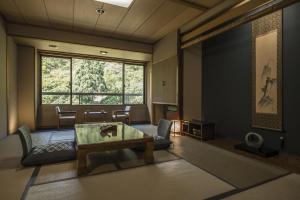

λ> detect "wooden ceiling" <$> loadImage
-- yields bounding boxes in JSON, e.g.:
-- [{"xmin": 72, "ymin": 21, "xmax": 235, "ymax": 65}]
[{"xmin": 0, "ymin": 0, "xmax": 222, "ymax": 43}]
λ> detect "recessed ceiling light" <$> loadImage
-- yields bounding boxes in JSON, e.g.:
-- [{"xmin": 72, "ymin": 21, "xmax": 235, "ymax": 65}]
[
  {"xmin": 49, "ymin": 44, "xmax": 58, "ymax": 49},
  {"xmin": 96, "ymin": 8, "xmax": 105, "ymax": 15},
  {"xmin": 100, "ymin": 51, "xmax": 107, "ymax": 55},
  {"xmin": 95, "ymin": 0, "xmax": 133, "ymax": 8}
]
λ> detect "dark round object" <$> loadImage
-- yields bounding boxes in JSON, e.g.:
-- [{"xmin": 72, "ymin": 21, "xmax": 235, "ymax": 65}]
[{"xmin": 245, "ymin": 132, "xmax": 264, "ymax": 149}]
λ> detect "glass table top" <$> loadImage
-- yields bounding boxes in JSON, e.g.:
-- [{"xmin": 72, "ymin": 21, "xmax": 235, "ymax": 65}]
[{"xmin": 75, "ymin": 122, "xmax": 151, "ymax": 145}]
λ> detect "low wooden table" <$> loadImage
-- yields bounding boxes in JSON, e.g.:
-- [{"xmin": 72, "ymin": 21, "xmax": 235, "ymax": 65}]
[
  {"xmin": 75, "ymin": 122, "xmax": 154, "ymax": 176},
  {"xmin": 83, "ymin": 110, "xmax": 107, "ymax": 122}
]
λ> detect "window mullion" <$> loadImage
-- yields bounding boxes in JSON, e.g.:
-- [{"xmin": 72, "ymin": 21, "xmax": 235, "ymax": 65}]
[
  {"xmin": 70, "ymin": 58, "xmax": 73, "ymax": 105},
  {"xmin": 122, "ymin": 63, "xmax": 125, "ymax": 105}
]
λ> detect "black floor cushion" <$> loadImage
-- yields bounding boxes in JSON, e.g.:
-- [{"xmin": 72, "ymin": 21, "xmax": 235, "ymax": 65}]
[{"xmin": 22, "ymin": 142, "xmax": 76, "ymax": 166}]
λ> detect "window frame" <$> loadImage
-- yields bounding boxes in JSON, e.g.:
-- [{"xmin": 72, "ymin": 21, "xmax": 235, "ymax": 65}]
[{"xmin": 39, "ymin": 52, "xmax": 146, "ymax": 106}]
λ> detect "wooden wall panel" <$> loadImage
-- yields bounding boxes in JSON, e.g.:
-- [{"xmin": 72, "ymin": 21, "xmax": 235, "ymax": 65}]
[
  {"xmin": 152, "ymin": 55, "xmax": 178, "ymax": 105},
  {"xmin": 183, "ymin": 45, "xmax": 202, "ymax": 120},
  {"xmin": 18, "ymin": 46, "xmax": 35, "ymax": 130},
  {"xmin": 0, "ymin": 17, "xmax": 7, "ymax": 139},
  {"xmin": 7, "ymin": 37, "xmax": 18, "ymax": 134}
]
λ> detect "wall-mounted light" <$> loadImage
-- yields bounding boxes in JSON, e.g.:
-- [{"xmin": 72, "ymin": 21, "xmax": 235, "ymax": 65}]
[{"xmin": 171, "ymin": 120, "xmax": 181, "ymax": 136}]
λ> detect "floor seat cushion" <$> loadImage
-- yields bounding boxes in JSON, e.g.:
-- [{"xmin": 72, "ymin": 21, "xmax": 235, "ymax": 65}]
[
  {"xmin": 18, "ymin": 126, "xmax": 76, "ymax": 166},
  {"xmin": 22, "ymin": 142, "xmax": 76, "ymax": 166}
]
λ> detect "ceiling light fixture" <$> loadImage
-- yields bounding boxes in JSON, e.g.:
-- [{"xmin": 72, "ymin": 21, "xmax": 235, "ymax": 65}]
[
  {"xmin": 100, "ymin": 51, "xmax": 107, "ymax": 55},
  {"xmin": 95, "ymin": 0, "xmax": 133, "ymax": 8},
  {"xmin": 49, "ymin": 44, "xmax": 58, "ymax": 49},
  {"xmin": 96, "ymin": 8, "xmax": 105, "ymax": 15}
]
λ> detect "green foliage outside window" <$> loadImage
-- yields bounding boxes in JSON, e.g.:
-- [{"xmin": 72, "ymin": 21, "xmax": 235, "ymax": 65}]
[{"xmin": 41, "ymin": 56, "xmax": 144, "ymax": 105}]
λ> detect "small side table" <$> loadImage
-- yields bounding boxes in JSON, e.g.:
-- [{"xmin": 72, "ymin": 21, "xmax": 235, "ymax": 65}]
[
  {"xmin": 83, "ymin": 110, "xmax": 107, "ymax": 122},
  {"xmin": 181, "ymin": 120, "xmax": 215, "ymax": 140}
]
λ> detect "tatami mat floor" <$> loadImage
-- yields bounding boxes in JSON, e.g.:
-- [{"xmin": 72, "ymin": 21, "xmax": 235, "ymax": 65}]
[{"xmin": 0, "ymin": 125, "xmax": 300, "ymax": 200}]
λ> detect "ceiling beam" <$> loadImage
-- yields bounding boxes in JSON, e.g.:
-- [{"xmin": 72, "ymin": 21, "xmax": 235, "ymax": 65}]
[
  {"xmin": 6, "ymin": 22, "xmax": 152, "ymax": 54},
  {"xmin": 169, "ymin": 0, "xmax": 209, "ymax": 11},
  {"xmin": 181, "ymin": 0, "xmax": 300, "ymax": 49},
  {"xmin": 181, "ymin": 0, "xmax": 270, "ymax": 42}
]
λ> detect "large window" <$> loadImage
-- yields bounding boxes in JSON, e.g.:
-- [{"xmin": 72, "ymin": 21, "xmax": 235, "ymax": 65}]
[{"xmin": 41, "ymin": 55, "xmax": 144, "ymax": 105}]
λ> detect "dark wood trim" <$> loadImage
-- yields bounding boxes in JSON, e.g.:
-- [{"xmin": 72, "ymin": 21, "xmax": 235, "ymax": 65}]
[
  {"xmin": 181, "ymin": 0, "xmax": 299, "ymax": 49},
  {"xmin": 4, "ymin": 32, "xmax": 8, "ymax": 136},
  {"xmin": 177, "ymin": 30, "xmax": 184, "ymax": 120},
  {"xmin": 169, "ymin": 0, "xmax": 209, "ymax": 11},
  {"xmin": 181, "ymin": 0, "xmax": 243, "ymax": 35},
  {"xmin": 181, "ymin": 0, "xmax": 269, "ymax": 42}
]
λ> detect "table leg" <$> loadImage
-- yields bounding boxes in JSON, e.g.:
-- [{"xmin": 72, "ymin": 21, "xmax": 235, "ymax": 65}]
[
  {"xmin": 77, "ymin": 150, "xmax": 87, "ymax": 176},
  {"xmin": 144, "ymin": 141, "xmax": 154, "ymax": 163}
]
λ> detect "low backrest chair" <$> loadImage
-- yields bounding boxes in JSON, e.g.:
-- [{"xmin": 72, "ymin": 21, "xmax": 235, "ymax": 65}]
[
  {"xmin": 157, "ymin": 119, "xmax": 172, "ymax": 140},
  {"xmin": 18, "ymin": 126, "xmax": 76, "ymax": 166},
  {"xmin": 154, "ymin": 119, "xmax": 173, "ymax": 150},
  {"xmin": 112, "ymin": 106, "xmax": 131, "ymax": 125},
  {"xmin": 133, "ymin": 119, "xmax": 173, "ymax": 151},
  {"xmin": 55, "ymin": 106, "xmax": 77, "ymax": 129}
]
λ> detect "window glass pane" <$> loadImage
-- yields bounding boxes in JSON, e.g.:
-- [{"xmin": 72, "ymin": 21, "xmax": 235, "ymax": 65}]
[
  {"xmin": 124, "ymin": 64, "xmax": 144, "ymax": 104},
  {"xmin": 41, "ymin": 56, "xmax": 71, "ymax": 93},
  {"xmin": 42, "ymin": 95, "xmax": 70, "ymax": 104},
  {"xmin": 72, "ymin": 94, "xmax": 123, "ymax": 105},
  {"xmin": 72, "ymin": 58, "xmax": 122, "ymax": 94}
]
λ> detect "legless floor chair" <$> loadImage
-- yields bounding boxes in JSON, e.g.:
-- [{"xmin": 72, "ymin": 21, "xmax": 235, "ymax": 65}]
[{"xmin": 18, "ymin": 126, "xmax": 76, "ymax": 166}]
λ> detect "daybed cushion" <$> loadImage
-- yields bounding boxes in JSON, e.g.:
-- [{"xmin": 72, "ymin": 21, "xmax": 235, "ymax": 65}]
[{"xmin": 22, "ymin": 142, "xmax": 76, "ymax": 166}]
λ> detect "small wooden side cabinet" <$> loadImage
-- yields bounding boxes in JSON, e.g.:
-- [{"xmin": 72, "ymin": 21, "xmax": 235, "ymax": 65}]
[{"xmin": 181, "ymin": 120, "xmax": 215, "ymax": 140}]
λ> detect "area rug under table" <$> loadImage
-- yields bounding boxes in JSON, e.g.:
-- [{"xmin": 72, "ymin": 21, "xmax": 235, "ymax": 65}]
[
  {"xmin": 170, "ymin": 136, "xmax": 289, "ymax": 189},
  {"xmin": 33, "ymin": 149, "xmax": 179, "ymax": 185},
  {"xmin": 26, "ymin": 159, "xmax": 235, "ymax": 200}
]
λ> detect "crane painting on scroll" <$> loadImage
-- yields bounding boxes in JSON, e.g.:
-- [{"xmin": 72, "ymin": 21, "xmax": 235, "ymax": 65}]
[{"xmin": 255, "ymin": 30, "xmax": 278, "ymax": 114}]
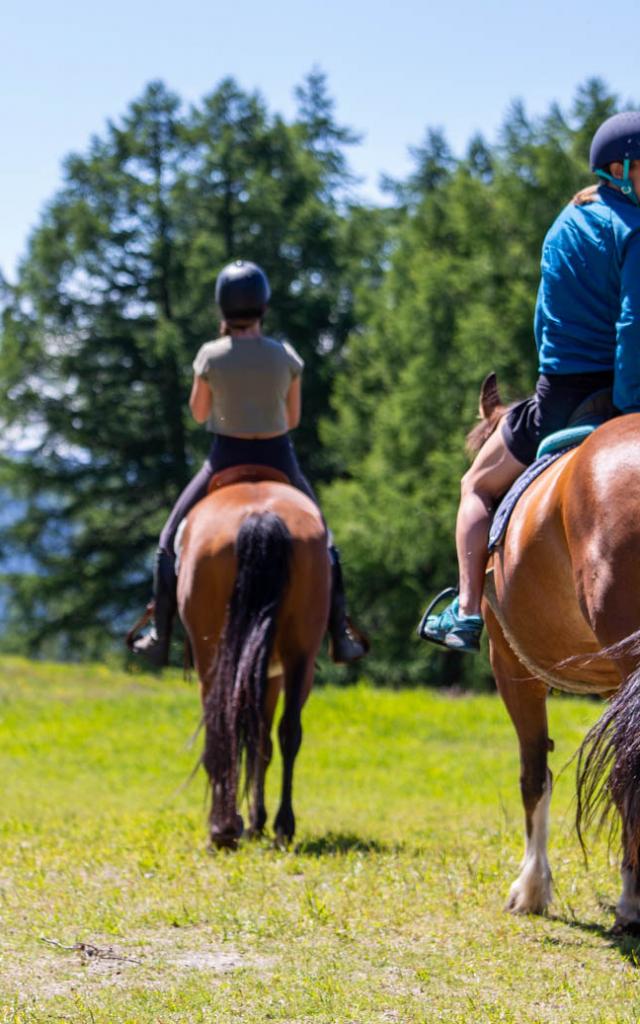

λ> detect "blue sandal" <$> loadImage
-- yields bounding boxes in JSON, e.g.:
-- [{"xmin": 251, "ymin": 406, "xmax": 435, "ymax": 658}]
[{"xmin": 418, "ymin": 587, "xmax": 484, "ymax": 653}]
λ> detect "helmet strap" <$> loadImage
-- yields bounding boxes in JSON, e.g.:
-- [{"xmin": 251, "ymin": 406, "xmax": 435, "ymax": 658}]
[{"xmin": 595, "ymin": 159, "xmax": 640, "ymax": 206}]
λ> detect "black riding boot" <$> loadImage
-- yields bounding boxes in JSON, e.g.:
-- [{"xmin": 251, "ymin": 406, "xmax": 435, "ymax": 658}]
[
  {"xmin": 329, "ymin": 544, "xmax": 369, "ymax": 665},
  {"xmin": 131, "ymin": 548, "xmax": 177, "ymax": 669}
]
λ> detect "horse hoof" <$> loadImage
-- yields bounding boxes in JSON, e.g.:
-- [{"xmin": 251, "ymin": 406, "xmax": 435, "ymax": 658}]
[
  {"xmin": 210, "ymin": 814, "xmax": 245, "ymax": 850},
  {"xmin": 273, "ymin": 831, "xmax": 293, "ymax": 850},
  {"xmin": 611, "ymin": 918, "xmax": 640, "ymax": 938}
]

——————

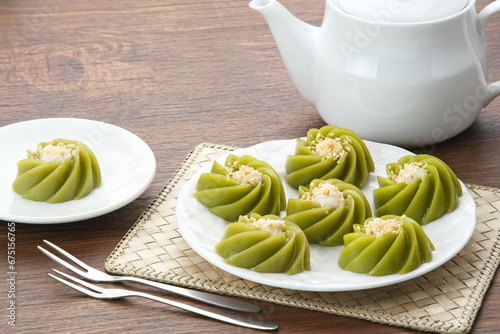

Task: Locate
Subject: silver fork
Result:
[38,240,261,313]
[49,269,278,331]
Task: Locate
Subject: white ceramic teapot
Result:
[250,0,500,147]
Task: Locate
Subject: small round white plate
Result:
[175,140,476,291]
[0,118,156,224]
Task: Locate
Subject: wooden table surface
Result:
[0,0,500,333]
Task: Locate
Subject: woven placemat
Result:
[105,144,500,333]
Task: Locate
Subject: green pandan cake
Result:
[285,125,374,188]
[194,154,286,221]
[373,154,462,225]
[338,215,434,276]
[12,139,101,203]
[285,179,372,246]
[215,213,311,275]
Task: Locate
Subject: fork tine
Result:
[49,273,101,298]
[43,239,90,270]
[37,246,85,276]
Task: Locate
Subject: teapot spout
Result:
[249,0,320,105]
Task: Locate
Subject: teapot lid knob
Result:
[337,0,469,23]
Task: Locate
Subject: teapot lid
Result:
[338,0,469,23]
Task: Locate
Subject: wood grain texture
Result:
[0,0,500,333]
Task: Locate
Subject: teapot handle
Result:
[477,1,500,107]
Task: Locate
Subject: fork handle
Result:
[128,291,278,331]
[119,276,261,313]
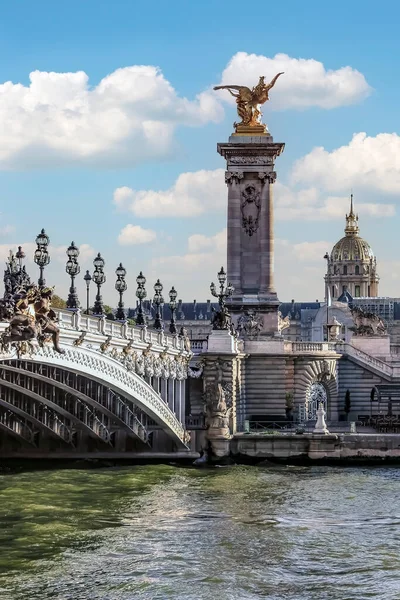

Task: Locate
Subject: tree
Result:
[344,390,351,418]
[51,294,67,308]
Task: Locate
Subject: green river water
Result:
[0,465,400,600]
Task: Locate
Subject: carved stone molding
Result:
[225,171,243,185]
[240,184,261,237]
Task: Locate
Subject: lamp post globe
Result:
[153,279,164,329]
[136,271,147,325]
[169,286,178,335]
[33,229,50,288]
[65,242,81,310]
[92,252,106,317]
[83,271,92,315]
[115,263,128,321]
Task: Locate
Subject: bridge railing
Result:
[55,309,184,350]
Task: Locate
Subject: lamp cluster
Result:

——————

[Exercise brief]
Report each line in the data above that contains the word "table", copying every such line in full.

[Output of the task]
λ> detect "glass table top" <$> loadImage
λ> detect "low wooden table" <$> loadImage
λ> detect "small side table" <$> loadImage
λ> detect "table leg" <$> loadImage
λ> detect "area rug under table" <$> loadImage
Subject: wooden table surface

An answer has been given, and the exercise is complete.